### WHAT TO WORK ON
Please quote only the lines that start at the one with "the green leafy" and go on to the last line of the data, both ends kept.

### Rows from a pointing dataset
════════
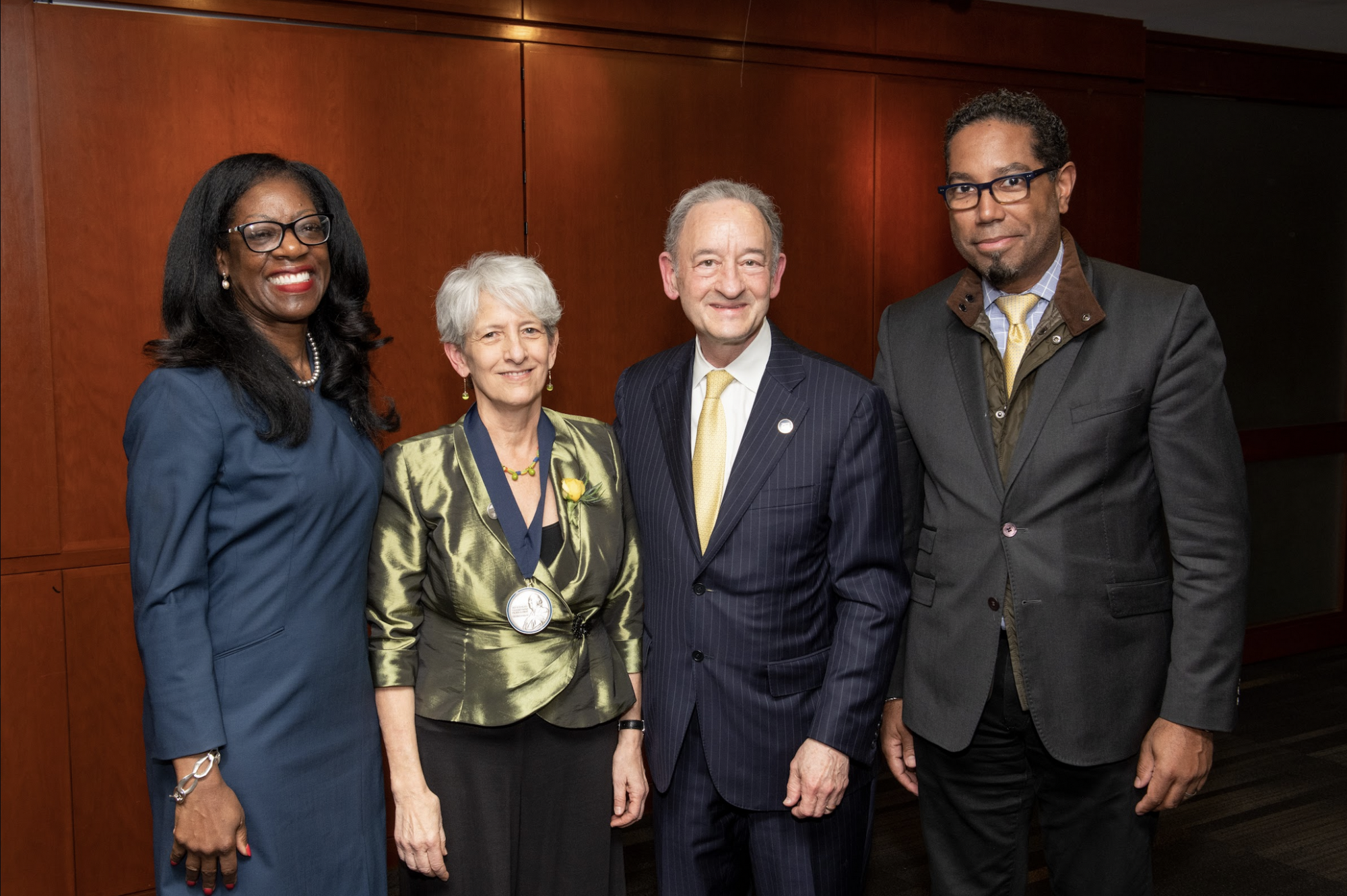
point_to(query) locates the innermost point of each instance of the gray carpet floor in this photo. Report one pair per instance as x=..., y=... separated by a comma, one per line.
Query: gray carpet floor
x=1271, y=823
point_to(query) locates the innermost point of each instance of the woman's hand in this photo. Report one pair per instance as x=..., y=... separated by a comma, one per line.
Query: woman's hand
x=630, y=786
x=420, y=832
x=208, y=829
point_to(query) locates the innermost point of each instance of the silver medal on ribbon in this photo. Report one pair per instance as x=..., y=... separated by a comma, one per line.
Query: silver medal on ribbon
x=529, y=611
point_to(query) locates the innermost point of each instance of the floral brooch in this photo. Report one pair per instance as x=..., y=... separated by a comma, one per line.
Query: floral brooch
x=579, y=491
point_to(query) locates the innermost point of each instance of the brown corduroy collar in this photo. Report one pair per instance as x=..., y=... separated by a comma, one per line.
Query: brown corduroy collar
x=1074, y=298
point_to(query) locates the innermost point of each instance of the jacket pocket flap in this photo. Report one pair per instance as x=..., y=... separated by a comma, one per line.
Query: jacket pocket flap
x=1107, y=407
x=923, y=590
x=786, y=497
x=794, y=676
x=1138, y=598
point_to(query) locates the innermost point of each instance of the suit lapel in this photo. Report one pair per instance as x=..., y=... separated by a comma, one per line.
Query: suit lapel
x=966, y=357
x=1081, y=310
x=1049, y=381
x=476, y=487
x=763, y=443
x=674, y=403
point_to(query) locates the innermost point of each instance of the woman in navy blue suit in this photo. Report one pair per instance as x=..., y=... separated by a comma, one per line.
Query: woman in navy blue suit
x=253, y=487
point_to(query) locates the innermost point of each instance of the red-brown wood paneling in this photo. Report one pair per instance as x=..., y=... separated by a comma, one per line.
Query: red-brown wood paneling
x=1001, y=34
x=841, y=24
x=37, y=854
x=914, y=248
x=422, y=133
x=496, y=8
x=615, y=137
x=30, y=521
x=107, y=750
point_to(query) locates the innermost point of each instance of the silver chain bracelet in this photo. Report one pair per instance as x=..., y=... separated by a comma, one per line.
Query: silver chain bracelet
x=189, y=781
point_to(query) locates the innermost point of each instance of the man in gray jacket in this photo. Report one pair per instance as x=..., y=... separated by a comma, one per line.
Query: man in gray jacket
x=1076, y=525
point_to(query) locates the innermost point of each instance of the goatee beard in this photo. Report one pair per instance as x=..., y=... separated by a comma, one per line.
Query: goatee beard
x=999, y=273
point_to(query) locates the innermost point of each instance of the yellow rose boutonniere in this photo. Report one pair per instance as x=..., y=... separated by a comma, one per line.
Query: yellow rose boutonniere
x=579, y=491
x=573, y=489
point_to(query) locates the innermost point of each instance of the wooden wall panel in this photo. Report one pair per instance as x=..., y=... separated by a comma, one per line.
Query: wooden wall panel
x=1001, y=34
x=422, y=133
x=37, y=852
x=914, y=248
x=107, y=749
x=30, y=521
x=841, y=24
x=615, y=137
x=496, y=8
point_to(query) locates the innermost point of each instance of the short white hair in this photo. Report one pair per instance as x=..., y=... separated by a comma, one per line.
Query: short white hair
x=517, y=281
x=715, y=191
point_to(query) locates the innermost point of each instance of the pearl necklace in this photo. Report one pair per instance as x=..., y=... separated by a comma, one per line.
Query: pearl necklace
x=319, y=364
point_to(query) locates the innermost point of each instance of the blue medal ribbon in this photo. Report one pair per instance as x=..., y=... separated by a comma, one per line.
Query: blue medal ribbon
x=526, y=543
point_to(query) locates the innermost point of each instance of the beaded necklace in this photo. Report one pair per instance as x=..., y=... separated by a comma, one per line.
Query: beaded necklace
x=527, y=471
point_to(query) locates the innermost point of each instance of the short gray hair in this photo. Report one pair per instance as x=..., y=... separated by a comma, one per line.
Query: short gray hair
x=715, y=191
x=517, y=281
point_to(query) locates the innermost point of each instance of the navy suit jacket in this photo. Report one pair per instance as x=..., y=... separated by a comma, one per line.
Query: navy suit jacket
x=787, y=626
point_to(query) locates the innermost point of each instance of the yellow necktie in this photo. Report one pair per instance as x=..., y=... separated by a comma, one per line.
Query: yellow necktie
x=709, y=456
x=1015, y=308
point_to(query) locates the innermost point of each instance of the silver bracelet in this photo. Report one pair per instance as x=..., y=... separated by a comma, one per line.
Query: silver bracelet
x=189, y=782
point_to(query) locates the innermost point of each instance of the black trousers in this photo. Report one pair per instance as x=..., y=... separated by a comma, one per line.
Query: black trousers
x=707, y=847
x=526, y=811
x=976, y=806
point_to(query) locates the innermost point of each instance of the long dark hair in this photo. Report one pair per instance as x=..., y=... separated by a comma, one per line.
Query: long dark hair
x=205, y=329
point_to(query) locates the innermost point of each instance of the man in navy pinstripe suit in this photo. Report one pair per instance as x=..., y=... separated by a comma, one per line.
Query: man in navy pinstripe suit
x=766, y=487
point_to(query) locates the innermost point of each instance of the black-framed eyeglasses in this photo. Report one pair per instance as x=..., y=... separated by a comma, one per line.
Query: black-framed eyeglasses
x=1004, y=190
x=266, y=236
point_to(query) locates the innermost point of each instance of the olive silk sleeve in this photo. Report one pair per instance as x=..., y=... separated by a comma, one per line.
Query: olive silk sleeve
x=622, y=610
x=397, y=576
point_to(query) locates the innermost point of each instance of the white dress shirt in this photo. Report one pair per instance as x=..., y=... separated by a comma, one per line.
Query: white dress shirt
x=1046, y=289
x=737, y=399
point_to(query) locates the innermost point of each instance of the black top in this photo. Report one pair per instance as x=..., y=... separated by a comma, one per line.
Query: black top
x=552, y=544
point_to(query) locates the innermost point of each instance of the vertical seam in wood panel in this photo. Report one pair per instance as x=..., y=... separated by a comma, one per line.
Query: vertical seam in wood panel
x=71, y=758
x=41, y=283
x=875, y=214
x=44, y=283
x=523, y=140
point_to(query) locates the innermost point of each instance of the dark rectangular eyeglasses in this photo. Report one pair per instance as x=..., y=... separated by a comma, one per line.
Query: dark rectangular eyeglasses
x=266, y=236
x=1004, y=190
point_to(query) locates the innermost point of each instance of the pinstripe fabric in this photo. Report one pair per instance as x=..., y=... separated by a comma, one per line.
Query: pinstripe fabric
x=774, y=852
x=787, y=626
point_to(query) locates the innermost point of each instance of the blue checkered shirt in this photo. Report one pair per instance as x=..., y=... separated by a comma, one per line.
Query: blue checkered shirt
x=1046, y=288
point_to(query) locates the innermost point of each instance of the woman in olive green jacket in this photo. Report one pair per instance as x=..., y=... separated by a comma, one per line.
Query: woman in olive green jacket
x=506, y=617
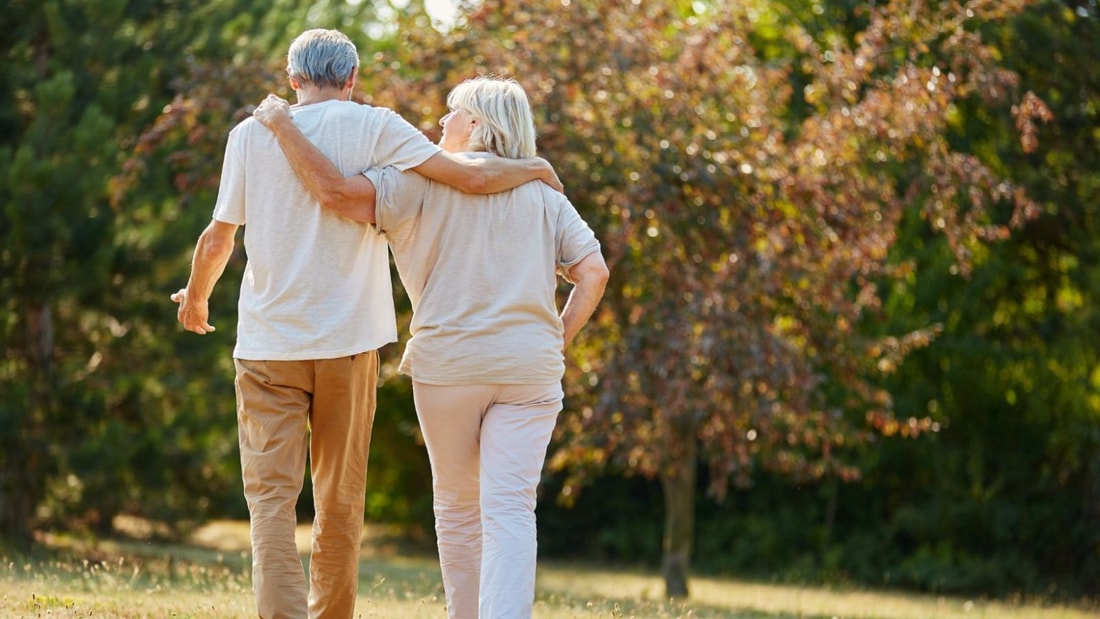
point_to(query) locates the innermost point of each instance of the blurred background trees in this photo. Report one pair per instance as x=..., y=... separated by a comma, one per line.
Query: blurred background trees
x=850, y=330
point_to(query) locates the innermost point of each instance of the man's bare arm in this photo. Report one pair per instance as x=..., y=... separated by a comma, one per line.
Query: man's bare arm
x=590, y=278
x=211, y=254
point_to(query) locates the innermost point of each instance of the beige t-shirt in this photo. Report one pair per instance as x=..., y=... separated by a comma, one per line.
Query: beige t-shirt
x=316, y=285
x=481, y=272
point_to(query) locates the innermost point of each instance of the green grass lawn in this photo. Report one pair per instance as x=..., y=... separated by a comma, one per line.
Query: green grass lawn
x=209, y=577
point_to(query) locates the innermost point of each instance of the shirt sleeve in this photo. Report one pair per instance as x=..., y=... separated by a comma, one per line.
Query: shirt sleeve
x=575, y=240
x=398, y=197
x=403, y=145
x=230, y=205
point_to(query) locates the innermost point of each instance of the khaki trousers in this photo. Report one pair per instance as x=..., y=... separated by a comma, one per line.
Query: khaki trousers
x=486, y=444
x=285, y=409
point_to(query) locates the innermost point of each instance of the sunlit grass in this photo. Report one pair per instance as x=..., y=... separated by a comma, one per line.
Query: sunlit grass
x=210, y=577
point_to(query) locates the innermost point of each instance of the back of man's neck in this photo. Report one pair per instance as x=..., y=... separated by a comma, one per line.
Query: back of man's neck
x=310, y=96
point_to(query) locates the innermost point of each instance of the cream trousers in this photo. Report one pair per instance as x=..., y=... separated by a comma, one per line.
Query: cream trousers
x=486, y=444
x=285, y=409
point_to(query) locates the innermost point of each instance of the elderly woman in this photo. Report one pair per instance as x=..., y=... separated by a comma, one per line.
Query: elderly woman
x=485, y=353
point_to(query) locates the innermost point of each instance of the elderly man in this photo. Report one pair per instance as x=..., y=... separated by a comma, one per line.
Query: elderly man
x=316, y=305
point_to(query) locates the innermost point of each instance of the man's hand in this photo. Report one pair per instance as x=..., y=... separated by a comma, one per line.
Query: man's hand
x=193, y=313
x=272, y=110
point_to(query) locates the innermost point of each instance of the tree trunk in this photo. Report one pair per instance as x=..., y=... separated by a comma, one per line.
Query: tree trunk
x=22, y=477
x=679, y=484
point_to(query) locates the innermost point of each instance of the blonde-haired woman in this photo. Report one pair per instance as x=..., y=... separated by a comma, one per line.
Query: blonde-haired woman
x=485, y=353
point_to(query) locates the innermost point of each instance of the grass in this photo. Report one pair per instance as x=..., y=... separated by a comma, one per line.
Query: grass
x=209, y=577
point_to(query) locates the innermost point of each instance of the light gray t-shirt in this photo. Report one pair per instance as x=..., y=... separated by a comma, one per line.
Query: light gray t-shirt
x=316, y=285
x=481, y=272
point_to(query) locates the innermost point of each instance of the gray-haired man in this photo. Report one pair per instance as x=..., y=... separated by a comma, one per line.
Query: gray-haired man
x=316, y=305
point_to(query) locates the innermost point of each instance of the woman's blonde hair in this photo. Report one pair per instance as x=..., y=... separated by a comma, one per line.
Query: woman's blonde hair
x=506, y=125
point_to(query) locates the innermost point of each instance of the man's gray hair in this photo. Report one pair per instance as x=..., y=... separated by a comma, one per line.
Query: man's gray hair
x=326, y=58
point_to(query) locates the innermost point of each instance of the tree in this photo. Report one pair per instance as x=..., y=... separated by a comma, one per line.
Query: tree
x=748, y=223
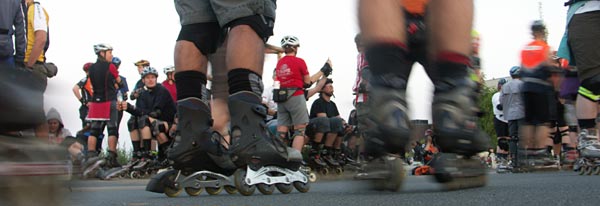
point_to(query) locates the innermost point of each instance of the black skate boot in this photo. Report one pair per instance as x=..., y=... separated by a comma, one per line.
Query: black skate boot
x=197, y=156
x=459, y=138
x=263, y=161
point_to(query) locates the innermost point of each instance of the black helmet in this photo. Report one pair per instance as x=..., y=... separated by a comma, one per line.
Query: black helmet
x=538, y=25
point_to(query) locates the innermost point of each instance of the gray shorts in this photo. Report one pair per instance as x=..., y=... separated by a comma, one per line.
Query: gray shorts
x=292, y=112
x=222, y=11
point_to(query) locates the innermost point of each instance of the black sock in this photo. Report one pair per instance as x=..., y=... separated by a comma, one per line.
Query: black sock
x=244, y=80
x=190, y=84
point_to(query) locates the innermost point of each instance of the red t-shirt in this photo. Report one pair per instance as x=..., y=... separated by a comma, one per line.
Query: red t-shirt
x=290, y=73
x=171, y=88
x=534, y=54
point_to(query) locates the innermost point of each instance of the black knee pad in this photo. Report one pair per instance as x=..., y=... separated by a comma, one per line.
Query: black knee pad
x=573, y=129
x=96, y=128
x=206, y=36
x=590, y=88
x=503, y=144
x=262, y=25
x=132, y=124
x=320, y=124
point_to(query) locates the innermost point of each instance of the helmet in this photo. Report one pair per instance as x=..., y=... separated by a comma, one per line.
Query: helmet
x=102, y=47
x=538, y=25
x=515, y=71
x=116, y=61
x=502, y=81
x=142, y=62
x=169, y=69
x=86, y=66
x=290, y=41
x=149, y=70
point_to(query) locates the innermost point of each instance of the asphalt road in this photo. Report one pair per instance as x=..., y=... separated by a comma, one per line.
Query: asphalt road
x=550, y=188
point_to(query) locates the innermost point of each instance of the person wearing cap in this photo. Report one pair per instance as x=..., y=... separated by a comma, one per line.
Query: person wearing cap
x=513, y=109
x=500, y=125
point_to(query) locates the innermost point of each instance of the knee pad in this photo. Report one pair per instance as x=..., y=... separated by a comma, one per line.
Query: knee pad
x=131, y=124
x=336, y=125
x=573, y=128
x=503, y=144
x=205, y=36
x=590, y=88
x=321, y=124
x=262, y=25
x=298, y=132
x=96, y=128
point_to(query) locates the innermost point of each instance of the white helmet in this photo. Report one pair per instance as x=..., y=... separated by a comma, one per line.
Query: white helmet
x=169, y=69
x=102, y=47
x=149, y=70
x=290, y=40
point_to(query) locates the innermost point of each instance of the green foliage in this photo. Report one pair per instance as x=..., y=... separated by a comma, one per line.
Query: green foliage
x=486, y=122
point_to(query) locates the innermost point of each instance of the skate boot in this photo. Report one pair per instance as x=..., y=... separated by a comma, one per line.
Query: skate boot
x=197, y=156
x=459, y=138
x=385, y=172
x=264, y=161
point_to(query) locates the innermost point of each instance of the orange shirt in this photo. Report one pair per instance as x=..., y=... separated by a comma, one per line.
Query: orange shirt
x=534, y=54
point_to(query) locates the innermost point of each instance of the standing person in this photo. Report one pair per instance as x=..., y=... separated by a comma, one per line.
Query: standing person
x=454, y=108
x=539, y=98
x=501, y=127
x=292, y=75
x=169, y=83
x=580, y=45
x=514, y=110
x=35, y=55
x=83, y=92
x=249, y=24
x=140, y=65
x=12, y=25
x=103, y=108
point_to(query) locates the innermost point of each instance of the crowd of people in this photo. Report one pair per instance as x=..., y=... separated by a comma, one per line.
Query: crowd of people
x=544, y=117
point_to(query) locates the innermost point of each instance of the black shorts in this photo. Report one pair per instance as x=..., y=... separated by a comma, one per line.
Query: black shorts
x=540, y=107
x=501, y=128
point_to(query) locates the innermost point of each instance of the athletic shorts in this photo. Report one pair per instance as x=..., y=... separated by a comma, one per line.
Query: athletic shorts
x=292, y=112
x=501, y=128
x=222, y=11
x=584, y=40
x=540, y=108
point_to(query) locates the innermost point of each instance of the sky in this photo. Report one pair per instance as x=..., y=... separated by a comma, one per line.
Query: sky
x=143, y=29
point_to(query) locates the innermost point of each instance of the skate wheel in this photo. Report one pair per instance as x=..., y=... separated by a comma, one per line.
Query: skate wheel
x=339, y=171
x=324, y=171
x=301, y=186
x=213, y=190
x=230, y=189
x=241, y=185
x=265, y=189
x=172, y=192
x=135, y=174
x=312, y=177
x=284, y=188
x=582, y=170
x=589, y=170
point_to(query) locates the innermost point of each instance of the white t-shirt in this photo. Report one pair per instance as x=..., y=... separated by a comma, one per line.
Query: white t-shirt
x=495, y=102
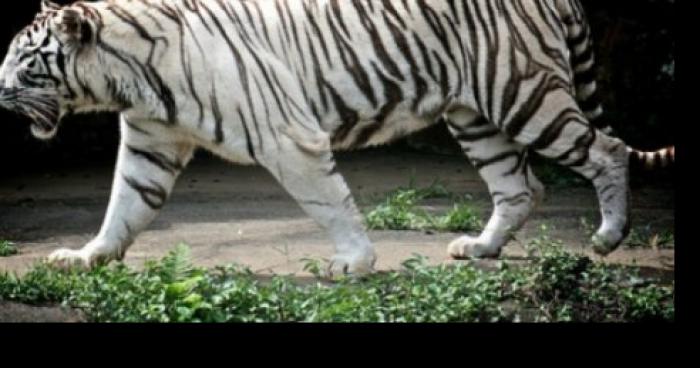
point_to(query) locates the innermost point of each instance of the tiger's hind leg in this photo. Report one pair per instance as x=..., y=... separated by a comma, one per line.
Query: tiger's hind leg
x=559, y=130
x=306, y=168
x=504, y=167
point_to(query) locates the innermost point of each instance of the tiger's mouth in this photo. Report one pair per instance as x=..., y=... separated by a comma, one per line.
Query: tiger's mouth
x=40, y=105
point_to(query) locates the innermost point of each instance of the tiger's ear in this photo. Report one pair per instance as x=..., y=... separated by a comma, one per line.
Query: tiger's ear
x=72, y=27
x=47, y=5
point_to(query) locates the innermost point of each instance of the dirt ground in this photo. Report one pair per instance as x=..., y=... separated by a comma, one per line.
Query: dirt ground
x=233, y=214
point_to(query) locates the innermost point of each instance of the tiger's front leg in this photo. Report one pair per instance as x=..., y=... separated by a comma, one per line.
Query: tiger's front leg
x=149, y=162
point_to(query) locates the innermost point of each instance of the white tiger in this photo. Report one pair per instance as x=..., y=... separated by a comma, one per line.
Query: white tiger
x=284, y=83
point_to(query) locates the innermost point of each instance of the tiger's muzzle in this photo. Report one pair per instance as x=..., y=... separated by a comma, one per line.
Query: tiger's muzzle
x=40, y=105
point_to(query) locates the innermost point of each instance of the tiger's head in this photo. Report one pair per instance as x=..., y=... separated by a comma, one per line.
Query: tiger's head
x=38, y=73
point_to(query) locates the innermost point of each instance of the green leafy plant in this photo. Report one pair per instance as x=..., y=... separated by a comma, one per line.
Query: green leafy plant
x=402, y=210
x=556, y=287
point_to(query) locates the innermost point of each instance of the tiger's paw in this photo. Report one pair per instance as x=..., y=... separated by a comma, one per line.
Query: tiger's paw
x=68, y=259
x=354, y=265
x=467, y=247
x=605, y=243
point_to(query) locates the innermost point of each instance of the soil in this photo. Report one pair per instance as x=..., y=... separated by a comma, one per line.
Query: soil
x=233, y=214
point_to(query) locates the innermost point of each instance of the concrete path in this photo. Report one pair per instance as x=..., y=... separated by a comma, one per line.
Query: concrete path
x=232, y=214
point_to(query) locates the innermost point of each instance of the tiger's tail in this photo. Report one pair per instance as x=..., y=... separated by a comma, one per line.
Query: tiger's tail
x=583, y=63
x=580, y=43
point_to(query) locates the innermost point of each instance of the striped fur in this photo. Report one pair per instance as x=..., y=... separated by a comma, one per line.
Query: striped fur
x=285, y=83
════════
### TASK RESULT
point_to(query) locates the innermost point of each instance of the green leafy plant in this photo. Report one pair per instance as x=..., y=... separated by a comma, one per line.
Query: green leafy plant
x=402, y=210
x=556, y=287
point_to(query) locates the innermost point of each instance of the tiger's paw in this photo. Report one pair per instance as x=..., y=... separated by a comma, one per line.
Query: tiger's paw
x=68, y=259
x=354, y=265
x=467, y=247
x=605, y=243
point_to(query) locates the innermost point of each instance of the soil in this photo. Report one pair per instance as x=..., y=... separated by a comma, one per line.
Query: soil
x=233, y=214
point_to(query) locates the innermost point of each instance of the concrete path in this photo. Report one pair per instance as x=..., y=... separated by a comma, one per line.
Query: concrete path
x=232, y=214
point_to(query) locates the innermost point of each instance of the tiger's tail in this photo. Report one pair per instance as x=..., y=... separated by a comma, one per line.
Query: tiger's tail
x=583, y=63
x=580, y=43
point_to(query) locates the innermost point of each instance of the striped fur in this photo. Report one pair per instance as x=..., y=... separated by a comma, one per line.
Query: striped fur
x=285, y=83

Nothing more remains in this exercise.